[Task to complete] Copy, word for word, the part of the book review below that opens with the words "I’ve been waiting" and closes with "of Polish winter.".

[Study text]
────────

With new exclusive endmatter, featuring a biography of Korczak and questions for book clubs.
I’ve been waiting for a Jim Shepard novel since Project X, his searing portrait of misfit boys and their ultimately violent reaction to their isolation. The Book of Aron continues with the misfit boy theme, with the eponymous Aron growing toward his teen years in Warsaw’s Jewish ghetto, providing for his family through smuggling and theft, his gang a ragtag affair who are streetwise and not averse to violence to protect their interests. But Aron is pushed and pulled by many forces: the Gestapo, the Jewish police, his family, the smugglers, and the brutal exigencies of life under German rule. Balancing these forces is a difficult task for a sensitive boy, and Aron finds himself in deep trouble, alone and subject to the realities of Polish winter.

────────

[Given entries]
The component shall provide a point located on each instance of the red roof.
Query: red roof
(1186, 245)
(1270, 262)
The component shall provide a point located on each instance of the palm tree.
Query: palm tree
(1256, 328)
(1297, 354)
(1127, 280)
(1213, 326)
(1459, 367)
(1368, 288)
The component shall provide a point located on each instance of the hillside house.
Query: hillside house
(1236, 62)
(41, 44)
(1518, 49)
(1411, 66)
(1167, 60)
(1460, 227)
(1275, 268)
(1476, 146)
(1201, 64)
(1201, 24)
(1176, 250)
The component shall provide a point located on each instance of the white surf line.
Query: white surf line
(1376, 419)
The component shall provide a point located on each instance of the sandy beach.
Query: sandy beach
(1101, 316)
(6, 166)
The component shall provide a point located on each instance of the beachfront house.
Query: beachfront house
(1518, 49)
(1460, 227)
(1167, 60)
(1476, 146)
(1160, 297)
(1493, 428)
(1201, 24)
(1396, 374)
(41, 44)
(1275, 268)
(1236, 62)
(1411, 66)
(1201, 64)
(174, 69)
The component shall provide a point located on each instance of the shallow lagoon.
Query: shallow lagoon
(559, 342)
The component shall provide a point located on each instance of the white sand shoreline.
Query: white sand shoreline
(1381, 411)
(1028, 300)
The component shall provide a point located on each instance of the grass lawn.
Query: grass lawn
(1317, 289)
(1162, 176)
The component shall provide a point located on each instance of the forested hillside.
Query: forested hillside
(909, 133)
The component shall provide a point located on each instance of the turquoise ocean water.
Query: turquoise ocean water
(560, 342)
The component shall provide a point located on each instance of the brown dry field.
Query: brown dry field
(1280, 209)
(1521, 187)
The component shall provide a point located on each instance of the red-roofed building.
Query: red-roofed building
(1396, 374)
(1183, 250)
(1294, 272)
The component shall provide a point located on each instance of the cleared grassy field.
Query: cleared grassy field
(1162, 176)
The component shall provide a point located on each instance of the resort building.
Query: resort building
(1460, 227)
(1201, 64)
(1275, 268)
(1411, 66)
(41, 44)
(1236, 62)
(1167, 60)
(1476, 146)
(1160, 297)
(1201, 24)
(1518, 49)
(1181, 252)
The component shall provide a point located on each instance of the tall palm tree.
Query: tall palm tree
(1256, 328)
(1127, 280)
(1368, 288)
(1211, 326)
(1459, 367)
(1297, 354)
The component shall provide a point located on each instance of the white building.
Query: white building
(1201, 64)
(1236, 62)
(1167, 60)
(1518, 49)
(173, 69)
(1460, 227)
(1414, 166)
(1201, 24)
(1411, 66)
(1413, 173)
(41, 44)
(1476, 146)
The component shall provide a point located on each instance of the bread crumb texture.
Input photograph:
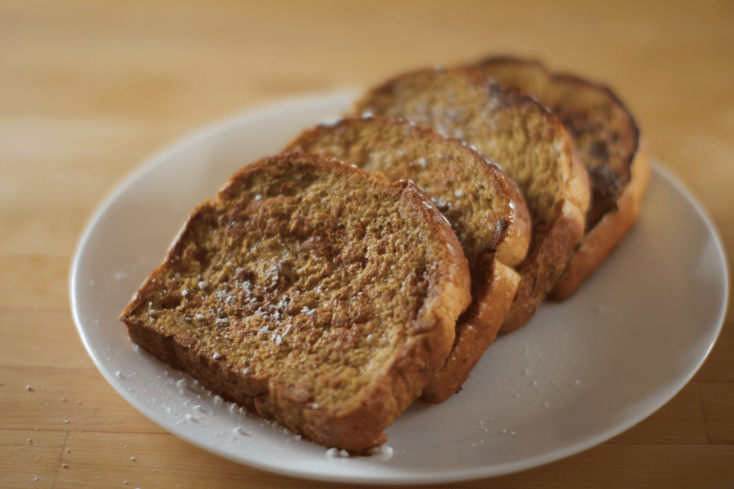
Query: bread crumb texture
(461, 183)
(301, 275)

────────

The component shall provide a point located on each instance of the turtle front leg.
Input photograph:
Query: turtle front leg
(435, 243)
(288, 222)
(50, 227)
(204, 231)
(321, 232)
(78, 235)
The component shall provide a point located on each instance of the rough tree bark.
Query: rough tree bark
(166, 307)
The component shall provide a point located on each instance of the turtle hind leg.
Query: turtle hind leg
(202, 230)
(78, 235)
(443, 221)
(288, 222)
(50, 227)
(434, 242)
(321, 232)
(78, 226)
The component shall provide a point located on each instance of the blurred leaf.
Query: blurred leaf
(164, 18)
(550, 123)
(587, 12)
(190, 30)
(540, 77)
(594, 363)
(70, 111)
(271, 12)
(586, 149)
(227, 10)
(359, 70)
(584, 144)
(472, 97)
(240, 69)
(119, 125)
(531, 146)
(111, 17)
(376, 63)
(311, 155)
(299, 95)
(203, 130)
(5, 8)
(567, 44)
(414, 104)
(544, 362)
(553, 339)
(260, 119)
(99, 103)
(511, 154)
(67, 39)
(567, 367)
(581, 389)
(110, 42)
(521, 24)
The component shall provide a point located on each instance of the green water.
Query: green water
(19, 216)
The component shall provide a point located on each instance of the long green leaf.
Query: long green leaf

────────

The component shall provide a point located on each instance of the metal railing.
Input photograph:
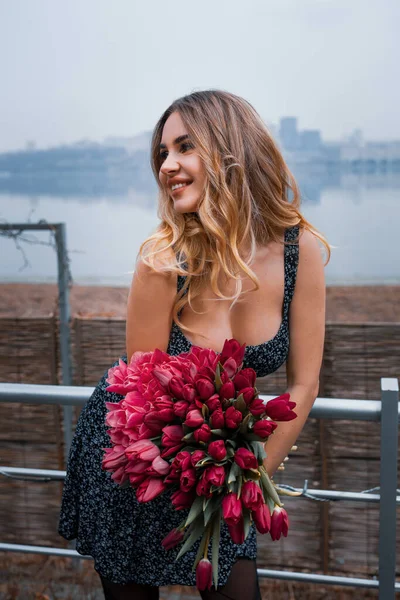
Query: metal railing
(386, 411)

────────

[Answer to the problem]
I’ve been waiting for a Jim Shepard novel since Project X, his searing portrait of misfit boys and their ultimately violent reaction to their isolation. The Book of Aron continues with the misfit boy theme, with the eponymous Aron growing toward his teen years in Warsaw’s Jewish ghetto, providing for his family through smuggling and theft, his gang a ragtag affair who are streetwise and not averse to violence to protect their interests. But Aron is pushed and pulled by many forces: the Gestapo, the Jewish police, his family, the smugglers, and the brutal exigencies of life under German rule. Balancing these forces is a difficult task for a sensitive boy, and Aron finds himself in deep trouble, alone and subject to the realities of Polish winter.